WHAT TO DO:
1. According to the school report, how many clubs per week do almost all pupils attend?
2. Copy the school report word for word from "Staff provide extra" to "their full potential.".

TEXT SEGMENT:
########################################

Staff provide extra support to make sure that no pupil falls behind, be it in reading or any other subject.
Children get off to a good start in the early years. The nurturing environment is warm and welcoming, and children settle quickly. Staff plan a range of activities that engage children well. These help children develop skills across all areas of learning, preparing them well for Year 1. However, there is a limited range of stimulating resources available, especially outdoors. This restricts children from reaching their full potential.
Across the school, children and pupils are attentive. They work happily together and help each other to learn. Disruption is a rarity, so lessons proceed uninterrupted. This allows staff and pupils to make full use of learning time.
The promotion of pupils’ personal development is superb. The school offers an impressive array of enrichment opportunities beyond the classroom. Almost all pupils attend at least two clubs per week, some as many as five. These range from fencing to debating. Every pupil in the school takes part in a termly drama production. These build on their musical, dancing, presentation and production skills. Through assemblies, pupils consider the impact on society of famous women, such as Rosa Parks and Greta Thunberg.

########################################

DATA BLOCK:

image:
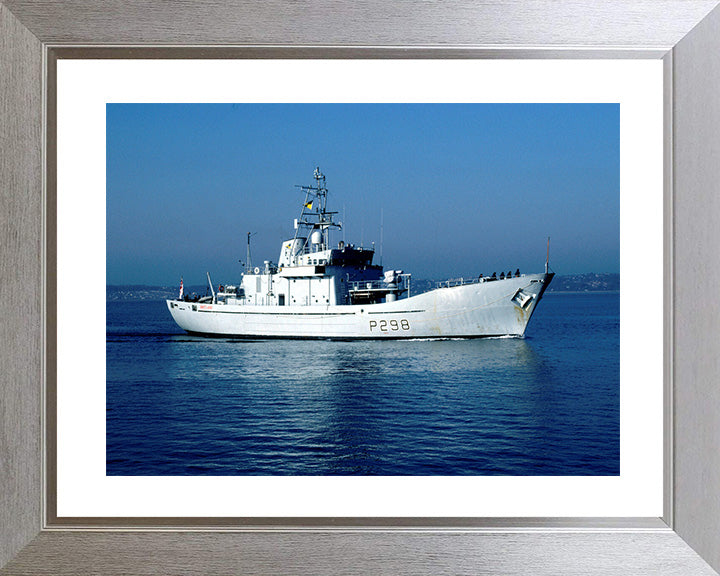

########################################

OUTPUTS FOR THE TASKS:
1. At least two clubs per week.

2.
Staff provide extra support to make sure that no pupil falls behind, be it in reading or any other subject.
Children get off to a good start in the early years. The nurturing environment is warm and welcoming, and children settle quickly. Staff plan a range of activities that engage children well. These help children develop skills across all areas of learning, preparing them well for Year 1. However, there is a limited range of stimulating resources available, especially outdoors. This restricts children from reaching their full potential.